→ Data section
-- start --

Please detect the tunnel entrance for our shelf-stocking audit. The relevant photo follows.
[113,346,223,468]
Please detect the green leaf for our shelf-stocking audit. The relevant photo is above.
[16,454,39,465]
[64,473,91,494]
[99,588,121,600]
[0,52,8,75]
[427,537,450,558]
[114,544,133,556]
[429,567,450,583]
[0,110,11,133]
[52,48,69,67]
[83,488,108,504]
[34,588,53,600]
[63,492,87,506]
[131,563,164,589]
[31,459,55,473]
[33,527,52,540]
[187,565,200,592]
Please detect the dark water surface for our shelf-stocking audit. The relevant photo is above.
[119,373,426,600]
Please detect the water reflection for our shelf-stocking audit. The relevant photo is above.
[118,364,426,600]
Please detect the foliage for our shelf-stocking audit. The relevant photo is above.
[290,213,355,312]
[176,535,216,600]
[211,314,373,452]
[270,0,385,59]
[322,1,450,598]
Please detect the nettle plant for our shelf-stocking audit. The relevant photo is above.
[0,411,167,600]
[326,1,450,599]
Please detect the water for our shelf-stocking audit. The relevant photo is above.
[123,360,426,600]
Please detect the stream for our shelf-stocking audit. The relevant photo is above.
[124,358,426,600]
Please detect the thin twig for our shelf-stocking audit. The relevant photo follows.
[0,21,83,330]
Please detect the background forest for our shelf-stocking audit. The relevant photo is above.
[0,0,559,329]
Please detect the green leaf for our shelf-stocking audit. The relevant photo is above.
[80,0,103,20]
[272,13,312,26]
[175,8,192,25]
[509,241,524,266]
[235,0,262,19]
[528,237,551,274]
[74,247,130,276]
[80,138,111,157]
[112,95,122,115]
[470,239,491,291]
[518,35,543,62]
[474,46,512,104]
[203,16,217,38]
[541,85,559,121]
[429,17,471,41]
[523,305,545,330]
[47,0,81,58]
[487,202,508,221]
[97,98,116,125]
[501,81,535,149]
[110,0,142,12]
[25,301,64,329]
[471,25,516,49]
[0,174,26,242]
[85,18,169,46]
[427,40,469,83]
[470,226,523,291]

-- end --

→ Challenge
Rewrite the rows between the lines holding "Please detect the water reflection" and "[123,360,426,600]", inclusive, as a two-column CSV with the header text,answer. Give one CSV line per row, with its text and its answer each in a single quoted field and any line breaks replaced by spaces.

→ Worked answer
text,answer
"Please detect the water reflection for our shelf-stocking audit. The relevant photo is above.","[118,364,426,600]"
"Please detect the foliage for our shelf-stocking audit. The relevant photo is above.","[290,213,355,312] [176,535,216,600] [211,314,373,452] [270,0,385,59] [322,1,450,598]"
"Please detect the nettle plant for our shelf-stocking audit. The relevant photo is above.","[0,411,167,600] [326,1,450,599]"
"Please detect the water for our shelf-stocking audit. The relevant photo is above.","[123,360,426,600]"